* Data for this exercise
>>>>
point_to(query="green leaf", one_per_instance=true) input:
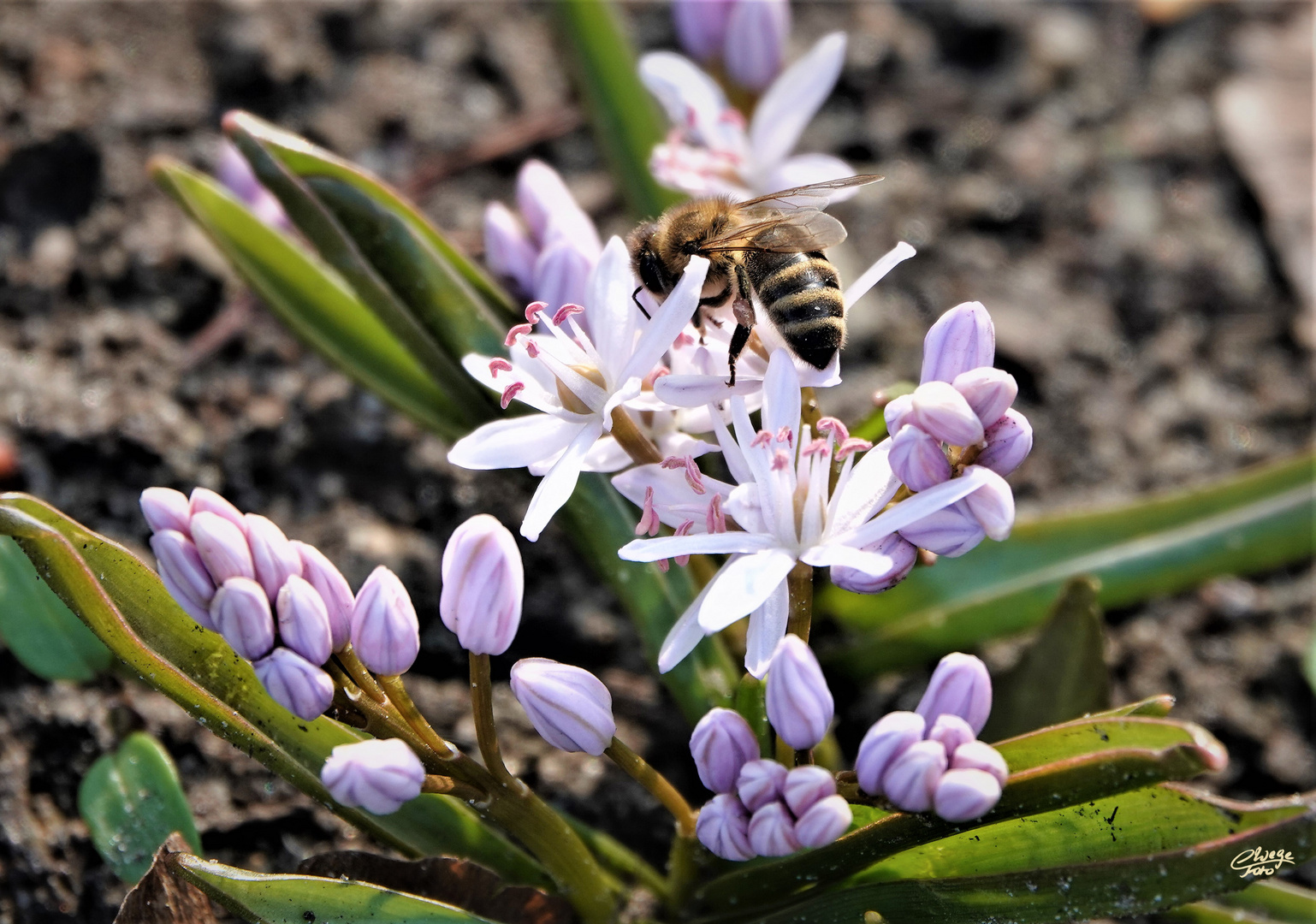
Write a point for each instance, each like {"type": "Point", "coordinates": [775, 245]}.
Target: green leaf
{"type": "Point", "coordinates": [125, 604]}
{"type": "Point", "coordinates": [44, 635]}
{"type": "Point", "coordinates": [1254, 522]}
{"type": "Point", "coordinates": [132, 801]}
{"type": "Point", "coordinates": [1062, 674]}
{"type": "Point", "coordinates": [626, 122]}
{"type": "Point", "coordinates": [311, 298]}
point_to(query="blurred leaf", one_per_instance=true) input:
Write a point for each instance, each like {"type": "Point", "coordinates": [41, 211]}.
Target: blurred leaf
{"type": "Point", "coordinates": [1062, 674]}
{"type": "Point", "coordinates": [1250, 523]}
{"type": "Point", "coordinates": [44, 635]}
{"type": "Point", "coordinates": [311, 298]}
{"type": "Point", "coordinates": [132, 801]}
{"type": "Point", "coordinates": [626, 122]}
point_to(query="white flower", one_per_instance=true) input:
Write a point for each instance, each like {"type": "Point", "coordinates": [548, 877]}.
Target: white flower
{"type": "Point", "coordinates": [575, 381]}
{"type": "Point", "coordinates": [785, 511]}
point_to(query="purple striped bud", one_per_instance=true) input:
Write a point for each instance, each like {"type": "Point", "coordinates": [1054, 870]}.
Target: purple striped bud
{"type": "Point", "coordinates": [888, 737]}
{"type": "Point", "coordinates": [963, 796]}
{"type": "Point", "coordinates": [903, 554]}
{"type": "Point", "coordinates": [963, 339]}
{"type": "Point", "coordinates": [295, 684]}
{"type": "Point", "coordinates": [569, 706]}
{"type": "Point", "coordinates": [912, 779]}
{"type": "Point", "coordinates": [723, 826]}
{"type": "Point", "coordinates": [799, 703]}
{"type": "Point", "coordinates": [166, 508]}
{"type": "Point", "coordinates": [772, 831]}
{"type": "Point", "coordinates": [961, 686]}
{"type": "Point", "coordinates": [483, 583]}
{"type": "Point", "coordinates": [305, 620]}
{"type": "Point", "coordinates": [981, 755]}
{"type": "Point", "coordinates": [806, 786]}
{"type": "Point", "coordinates": [384, 630]}
{"type": "Point", "coordinates": [824, 821]}
{"type": "Point", "coordinates": [1010, 441]}
{"type": "Point", "coordinates": [333, 590]}
{"type": "Point", "coordinates": [760, 782]}
{"type": "Point", "coordinates": [917, 459]}
{"type": "Point", "coordinates": [376, 775]}
{"type": "Point", "coordinates": [241, 613]}
{"type": "Point", "coordinates": [222, 547]}
{"type": "Point", "coordinates": [183, 574]}
{"type": "Point", "coordinates": [721, 744]}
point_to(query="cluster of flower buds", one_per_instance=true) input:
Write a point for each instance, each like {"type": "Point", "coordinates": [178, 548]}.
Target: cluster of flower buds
{"type": "Point", "coordinates": [931, 758]}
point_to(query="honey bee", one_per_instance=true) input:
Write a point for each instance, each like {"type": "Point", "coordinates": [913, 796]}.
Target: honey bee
{"type": "Point", "coordinates": [768, 248]}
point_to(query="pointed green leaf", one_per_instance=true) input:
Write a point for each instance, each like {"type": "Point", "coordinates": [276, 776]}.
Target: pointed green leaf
{"type": "Point", "coordinates": [132, 801]}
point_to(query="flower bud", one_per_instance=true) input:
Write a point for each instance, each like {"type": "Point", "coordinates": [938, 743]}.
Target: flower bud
{"type": "Point", "coordinates": [721, 744]}
{"type": "Point", "coordinates": [917, 459]}
{"type": "Point", "coordinates": [378, 775]}
{"type": "Point", "coordinates": [760, 782]}
{"type": "Point", "coordinates": [963, 796]}
{"type": "Point", "coordinates": [887, 738]}
{"type": "Point", "coordinates": [723, 826]}
{"type": "Point", "coordinates": [241, 613]}
{"type": "Point", "coordinates": [569, 707]}
{"type": "Point", "coordinates": [384, 630]}
{"type": "Point", "coordinates": [806, 786]}
{"type": "Point", "coordinates": [963, 339]}
{"type": "Point", "coordinates": [772, 831]}
{"type": "Point", "coordinates": [1010, 441]}
{"type": "Point", "coordinates": [824, 821]}
{"type": "Point", "coordinates": [166, 508]}
{"type": "Point", "coordinates": [961, 686]}
{"type": "Point", "coordinates": [305, 620]}
{"type": "Point", "coordinates": [912, 779]}
{"type": "Point", "coordinates": [295, 684]}
{"type": "Point", "coordinates": [483, 583]}
{"type": "Point", "coordinates": [222, 547]}
{"type": "Point", "coordinates": [333, 590]}
{"type": "Point", "coordinates": [799, 703]}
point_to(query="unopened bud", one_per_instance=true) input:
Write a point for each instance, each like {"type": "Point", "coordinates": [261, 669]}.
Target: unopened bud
{"type": "Point", "coordinates": [569, 707]}
{"type": "Point", "coordinates": [295, 684]}
{"type": "Point", "coordinates": [483, 584]}
{"type": "Point", "coordinates": [721, 744]}
{"type": "Point", "coordinates": [378, 775]}
{"type": "Point", "coordinates": [384, 630]}
{"type": "Point", "coordinates": [799, 703]}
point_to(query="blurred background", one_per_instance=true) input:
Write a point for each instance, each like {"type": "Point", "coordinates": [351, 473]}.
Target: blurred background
{"type": "Point", "coordinates": [1127, 186]}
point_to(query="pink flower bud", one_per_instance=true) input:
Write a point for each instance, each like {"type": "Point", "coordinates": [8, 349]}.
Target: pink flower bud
{"type": "Point", "coordinates": [384, 630]}
{"type": "Point", "coordinates": [483, 584]}
{"type": "Point", "coordinates": [963, 339]}
{"type": "Point", "coordinates": [961, 686]}
{"type": "Point", "coordinates": [569, 707]}
{"type": "Point", "coordinates": [799, 703]}
{"type": "Point", "coordinates": [333, 590]}
{"type": "Point", "coordinates": [772, 831]}
{"type": "Point", "coordinates": [721, 744]}
{"type": "Point", "coordinates": [166, 508]}
{"type": "Point", "coordinates": [241, 613]}
{"type": "Point", "coordinates": [723, 826]}
{"type": "Point", "coordinates": [378, 775]}
{"type": "Point", "coordinates": [1010, 441]}
{"type": "Point", "coordinates": [963, 796]}
{"type": "Point", "coordinates": [917, 459]}
{"type": "Point", "coordinates": [824, 821]}
{"type": "Point", "coordinates": [222, 547]}
{"type": "Point", "coordinates": [912, 779]}
{"type": "Point", "coordinates": [295, 684]}
{"type": "Point", "coordinates": [305, 620]}
{"type": "Point", "coordinates": [760, 782]}
{"type": "Point", "coordinates": [887, 738]}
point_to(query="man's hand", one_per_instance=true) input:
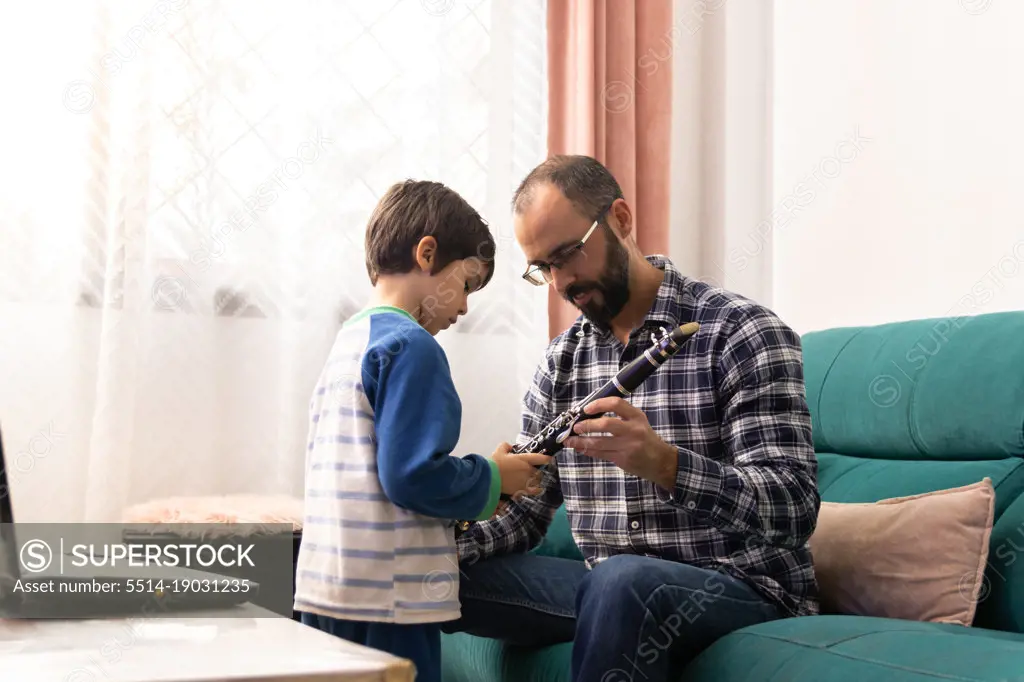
<<<<
* Task statement
Reproduce every line above as written, skipping pictures.

* Answer box
point_to(query="green leaf", one_per_instance=true) input:
Write a point for each instance, each like {"type": "Point", "coordinates": [775, 245]}.
Target: green leaf
{"type": "Point", "coordinates": [125, 604]}
{"type": "Point", "coordinates": [44, 635]}
{"type": "Point", "coordinates": [1254, 522]}
{"type": "Point", "coordinates": [132, 801]}
{"type": "Point", "coordinates": [1062, 674]}
{"type": "Point", "coordinates": [626, 122]}
{"type": "Point", "coordinates": [311, 298]}
point_to(query="blurred leaf", one_per_instance=true) input:
Write a point for each instance, each like {"type": "Point", "coordinates": [41, 211]}.
Target: blurred leaf
{"type": "Point", "coordinates": [1062, 674]}
{"type": "Point", "coordinates": [1250, 523]}
{"type": "Point", "coordinates": [44, 635]}
{"type": "Point", "coordinates": [311, 298]}
{"type": "Point", "coordinates": [132, 801]}
{"type": "Point", "coordinates": [626, 122]}
point_to(query="white flower", one_per_instance=true) input:
Write a point for each instance, each like {"type": "Point", "coordinates": [548, 877]}.
Target: white flower
{"type": "Point", "coordinates": [575, 381]}
{"type": "Point", "coordinates": [785, 511]}
point_to(query="purple striped bud", one_per_instance=true) input:
Write a point for each instance, each like {"type": "Point", "coordinates": [1054, 870]}.
Target: purple striped bud
{"type": "Point", "coordinates": [888, 737]}
{"type": "Point", "coordinates": [963, 796]}
{"type": "Point", "coordinates": [903, 554]}
{"type": "Point", "coordinates": [963, 339]}
{"type": "Point", "coordinates": [295, 684]}
{"type": "Point", "coordinates": [569, 706]}
{"type": "Point", "coordinates": [912, 779]}
{"type": "Point", "coordinates": [723, 826]}
{"type": "Point", "coordinates": [799, 703]}
{"type": "Point", "coordinates": [166, 508]}
{"type": "Point", "coordinates": [772, 831]}
{"type": "Point", "coordinates": [961, 686]}
{"type": "Point", "coordinates": [483, 583]}
{"type": "Point", "coordinates": [305, 620]}
{"type": "Point", "coordinates": [981, 755]}
{"type": "Point", "coordinates": [806, 786]}
{"type": "Point", "coordinates": [384, 630]}
{"type": "Point", "coordinates": [824, 821]}
{"type": "Point", "coordinates": [1010, 441]}
{"type": "Point", "coordinates": [333, 590]}
{"type": "Point", "coordinates": [760, 782]}
{"type": "Point", "coordinates": [917, 459]}
{"type": "Point", "coordinates": [376, 775]}
{"type": "Point", "coordinates": [241, 613]}
{"type": "Point", "coordinates": [222, 547]}
{"type": "Point", "coordinates": [183, 574]}
{"type": "Point", "coordinates": [721, 744]}
point_to(query="cluster of flower buds", one_per_instance=true) input:
Write a point for each instance, each like {"type": "Point", "coordinates": [178, 548]}.
Target: cluster of flower buds
{"type": "Point", "coordinates": [931, 758]}
point_to(query="honey bee", one_per_instance=true) input:
Write a point for each instance, each like {"type": "Point", "coordinates": [913, 796]}.
Target: honey bee
{"type": "Point", "coordinates": [768, 248]}
point_to(query="pointed green leaf", one_per_instance=true) input:
Write a point for each instance, each like {"type": "Point", "coordinates": [276, 776]}.
Target: pointed green leaf
{"type": "Point", "coordinates": [132, 801]}
point_to(query="flower bud", one_per_instance=true) input:
Write a point for each instance, each like {"type": "Point", "coordinates": [938, 743]}.
Target: flower bud
{"type": "Point", "coordinates": [721, 744]}
{"type": "Point", "coordinates": [917, 459]}
{"type": "Point", "coordinates": [378, 775]}
{"type": "Point", "coordinates": [760, 782]}
{"type": "Point", "coordinates": [963, 796]}
{"type": "Point", "coordinates": [887, 738]}
{"type": "Point", "coordinates": [723, 826]}
{"type": "Point", "coordinates": [241, 613]}
{"type": "Point", "coordinates": [569, 707]}
{"type": "Point", "coordinates": [384, 630]}
{"type": "Point", "coordinates": [806, 786]}
{"type": "Point", "coordinates": [963, 339]}
{"type": "Point", "coordinates": [772, 831]}
{"type": "Point", "coordinates": [1010, 441]}
{"type": "Point", "coordinates": [824, 821]}
{"type": "Point", "coordinates": [166, 508]}
{"type": "Point", "coordinates": [961, 686]}
{"type": "Point", "coordinates": [305, 620]}
{"type": "Point", "coordinates": [912, 779]}
{"type": "Point", "coordinates": [295, 684]}
{"type": "Point", "coordinates": [483, 583]}
{"type": "Point", "coordinates": [222, 547]}
{"type": "Point", "coordinates": [333, 590]}
{"type": "Point", "coordinates": [799, 703]}
point_to(query="unopened bud", one_per_instance=true) input:
Write a point for each instance, each like {"type": "Point", "coordinates": [261, 669]}.
Target: unopened bud
{"type": "Point", "coordinates": [569, 707]}
{"type": "Point", "coordinates": [295, 684]}
{"type": "Point", "coordinates": [483, 584]}
{"type": "Point", "coordinates": [721, 744]}
{"type": "Point", "coordinates": [378, 775]}
{"type": "Point", "coordinates": [384, 630]}
{"type": "Point", "coordinates": [799, 703]}
point_to(query="blurred background", one_per_instance=true) input:
Write a point for each instance, each like {"type": "Point", "coordinates": [351, 473]}.
Target: blurred background
{"type": "Point", "coordinates": [1127, 186]}
point_to(query="pink flower bud", one_per_instance=true) input:
Write a point for each instance, each like {"type": "Point", "coordinates": [8, 349]}.
Target: pink flower bud
{"type": "Point", "coordinates": [384, 630]}
{"type": "Point", "coordinates": [483, 584]}
{"type": "Point", "coordinates": [963, 339]}
{"type": "Point", "coordinates": [961, 686]}
{"type": "Point", "coordinates": [569, 707]}
{"type": "Point", "coordinates": [799, 703]}
{"type": "Point", "coordinates": [333, 590]}
{"type": "Point", "coordinates": [772, 831]}
{"type": "Point", "coordinates": [721, 744]}
{"type": "Point", "coordinates": [166, 508]}
{"type": "Point", "coordinates": [241, 613]}
{"type": "Point", "coordinates": [723, 826]}
{"type": "Point", "coordinates": [378, 775]}
{"type": "Point", "coordinates": [1010, 441]}
{"type": "Point", "coordinates": [963, 796]}
{"type": "Point", "coordinates": [917, 459]}
{"type": "Point", "coordinates": [824, 821]}
{"type": "Point", "coordinates": [222, 547]}
{"type": "Point", "coordinates": [912, 779]}
{"type": "Point", "coordinates": [295, 684]}
{"type": "Point", "coordinates": [305, 620]}
{"type": "Point", "coordinates": [760, 782]}
{"type": "Point", "coordinates": [887, 738]}
point_to(query="man's hand", one_per_instance=true) input:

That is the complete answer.